* WHAT TO WORK ON
Count the lines in the records below that contain the word "cloud", treating case as significant, and reply with that number alone.

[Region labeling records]
--
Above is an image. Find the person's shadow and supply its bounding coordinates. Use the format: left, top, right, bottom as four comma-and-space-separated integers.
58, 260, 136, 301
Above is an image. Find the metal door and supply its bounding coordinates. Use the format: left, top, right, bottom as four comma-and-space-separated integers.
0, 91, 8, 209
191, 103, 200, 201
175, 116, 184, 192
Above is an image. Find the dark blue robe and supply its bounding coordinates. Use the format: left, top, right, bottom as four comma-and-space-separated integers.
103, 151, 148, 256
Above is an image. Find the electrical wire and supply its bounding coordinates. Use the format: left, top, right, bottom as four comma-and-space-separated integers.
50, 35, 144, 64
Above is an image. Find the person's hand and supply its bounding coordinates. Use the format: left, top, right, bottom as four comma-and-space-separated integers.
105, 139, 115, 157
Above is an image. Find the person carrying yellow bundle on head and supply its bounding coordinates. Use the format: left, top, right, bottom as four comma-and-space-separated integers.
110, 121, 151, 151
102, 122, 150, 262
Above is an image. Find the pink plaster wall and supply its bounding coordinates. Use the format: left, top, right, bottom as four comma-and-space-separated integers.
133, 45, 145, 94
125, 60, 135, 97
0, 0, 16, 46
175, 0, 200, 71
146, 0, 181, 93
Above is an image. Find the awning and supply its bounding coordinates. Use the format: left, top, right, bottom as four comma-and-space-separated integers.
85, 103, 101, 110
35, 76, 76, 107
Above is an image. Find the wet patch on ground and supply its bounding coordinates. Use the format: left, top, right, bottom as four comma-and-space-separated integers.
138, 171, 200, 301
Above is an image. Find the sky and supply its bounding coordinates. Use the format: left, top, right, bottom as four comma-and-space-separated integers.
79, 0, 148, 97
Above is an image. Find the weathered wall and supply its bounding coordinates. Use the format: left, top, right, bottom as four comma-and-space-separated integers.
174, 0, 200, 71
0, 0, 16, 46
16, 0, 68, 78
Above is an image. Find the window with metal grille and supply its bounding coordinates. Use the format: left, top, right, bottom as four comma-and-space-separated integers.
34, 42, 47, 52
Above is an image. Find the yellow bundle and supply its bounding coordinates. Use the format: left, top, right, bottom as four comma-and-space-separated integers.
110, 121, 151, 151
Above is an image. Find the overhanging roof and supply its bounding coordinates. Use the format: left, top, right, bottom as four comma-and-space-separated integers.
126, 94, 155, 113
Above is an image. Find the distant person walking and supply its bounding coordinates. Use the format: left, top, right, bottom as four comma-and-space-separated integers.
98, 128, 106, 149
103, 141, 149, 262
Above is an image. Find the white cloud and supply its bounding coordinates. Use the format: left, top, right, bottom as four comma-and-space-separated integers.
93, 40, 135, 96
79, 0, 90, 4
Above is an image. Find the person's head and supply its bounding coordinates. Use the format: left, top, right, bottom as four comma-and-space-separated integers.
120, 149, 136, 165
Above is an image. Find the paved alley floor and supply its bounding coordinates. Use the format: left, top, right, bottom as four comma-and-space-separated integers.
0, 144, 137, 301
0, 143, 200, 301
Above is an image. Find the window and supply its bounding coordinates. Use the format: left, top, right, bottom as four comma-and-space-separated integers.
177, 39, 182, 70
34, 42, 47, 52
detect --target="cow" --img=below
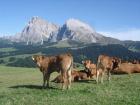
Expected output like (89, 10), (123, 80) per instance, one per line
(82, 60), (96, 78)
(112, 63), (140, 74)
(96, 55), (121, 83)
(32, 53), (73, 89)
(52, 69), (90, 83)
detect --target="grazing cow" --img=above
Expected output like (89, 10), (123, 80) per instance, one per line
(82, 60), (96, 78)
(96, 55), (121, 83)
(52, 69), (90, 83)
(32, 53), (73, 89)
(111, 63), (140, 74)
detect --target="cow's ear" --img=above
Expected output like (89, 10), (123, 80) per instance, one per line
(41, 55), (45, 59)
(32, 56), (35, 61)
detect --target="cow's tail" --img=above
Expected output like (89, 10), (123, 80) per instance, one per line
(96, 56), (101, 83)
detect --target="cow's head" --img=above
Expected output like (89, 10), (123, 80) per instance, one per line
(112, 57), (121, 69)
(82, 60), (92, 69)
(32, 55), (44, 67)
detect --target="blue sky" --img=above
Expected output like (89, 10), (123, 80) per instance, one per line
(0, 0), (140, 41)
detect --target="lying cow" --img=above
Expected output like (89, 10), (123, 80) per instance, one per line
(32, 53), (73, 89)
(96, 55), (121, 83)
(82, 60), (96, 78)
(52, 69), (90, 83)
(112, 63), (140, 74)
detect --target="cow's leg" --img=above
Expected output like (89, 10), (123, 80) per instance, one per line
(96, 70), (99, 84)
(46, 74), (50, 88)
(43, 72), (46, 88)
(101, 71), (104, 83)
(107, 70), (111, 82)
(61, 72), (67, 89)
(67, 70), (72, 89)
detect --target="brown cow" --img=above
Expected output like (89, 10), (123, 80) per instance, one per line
--
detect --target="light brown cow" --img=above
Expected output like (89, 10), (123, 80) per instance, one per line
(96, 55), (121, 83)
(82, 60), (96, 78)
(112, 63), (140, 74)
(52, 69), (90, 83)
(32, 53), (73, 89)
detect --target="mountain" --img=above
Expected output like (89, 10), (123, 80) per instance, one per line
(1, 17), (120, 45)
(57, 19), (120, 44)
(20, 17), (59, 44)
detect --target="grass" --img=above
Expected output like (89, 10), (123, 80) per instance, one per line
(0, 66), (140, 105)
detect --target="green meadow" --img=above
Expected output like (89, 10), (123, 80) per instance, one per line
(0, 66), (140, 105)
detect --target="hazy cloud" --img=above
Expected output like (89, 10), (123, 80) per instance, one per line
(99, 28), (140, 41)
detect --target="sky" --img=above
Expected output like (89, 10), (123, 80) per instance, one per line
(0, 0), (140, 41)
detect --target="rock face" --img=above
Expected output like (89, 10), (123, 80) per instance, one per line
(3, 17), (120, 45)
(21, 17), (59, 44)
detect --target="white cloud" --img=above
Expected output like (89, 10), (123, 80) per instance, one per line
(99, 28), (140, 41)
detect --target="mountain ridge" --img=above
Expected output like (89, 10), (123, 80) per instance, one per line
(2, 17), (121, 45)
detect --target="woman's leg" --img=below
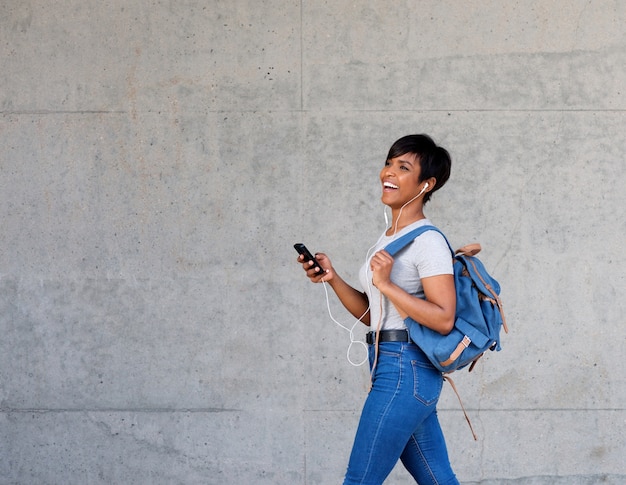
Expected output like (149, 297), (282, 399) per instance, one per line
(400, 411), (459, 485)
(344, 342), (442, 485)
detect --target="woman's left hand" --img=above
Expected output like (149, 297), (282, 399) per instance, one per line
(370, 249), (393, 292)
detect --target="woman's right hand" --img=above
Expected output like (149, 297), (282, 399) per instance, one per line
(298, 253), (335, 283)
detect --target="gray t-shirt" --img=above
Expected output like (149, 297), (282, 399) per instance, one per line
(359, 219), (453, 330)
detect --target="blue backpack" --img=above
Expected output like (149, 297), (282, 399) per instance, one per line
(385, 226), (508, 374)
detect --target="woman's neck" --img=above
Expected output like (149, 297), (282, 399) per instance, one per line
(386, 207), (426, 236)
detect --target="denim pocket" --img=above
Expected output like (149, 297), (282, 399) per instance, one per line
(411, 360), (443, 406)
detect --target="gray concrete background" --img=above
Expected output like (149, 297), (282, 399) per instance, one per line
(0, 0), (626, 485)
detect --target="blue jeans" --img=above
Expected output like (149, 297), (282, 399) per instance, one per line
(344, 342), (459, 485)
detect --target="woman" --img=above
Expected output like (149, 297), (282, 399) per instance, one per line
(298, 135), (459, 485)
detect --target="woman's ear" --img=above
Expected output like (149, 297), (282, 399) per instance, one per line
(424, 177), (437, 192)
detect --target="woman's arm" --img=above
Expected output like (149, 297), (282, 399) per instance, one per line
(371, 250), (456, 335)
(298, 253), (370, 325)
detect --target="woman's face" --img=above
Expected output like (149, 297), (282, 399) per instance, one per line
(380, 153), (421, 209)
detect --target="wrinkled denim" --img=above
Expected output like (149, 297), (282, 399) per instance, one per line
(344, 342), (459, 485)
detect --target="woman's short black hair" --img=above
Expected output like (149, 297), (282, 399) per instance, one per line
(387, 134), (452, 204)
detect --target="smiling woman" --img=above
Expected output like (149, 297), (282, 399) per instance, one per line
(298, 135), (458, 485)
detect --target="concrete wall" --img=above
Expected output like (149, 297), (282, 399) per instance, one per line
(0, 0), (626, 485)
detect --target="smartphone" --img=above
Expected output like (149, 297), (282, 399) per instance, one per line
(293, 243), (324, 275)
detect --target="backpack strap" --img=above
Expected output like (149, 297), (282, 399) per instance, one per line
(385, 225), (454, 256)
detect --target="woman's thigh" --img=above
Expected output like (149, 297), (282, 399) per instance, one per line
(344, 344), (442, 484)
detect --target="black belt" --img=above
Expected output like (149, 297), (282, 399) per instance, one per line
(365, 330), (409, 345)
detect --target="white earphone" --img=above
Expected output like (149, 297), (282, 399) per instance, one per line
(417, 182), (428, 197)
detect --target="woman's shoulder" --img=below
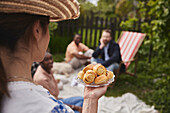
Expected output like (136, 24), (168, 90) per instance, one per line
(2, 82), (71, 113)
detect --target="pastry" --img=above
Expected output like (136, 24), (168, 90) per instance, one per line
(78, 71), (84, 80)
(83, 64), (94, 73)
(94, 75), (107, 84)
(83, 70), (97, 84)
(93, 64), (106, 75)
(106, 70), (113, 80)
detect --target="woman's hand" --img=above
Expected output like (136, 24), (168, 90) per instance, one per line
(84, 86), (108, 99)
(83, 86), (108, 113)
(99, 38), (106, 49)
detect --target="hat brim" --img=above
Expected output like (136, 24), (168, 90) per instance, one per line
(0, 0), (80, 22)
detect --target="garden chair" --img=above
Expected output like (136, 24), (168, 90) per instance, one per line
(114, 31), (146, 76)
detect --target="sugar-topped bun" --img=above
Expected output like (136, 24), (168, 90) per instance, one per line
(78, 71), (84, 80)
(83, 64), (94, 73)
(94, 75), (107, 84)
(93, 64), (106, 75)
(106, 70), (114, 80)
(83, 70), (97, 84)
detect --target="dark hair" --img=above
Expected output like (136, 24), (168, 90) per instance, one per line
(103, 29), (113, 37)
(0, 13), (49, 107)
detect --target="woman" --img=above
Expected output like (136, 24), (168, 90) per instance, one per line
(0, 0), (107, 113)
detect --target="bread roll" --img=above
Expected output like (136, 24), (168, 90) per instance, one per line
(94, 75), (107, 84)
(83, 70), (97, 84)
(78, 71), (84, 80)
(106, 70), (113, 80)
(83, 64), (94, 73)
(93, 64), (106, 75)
--
* THE OUTPUT
3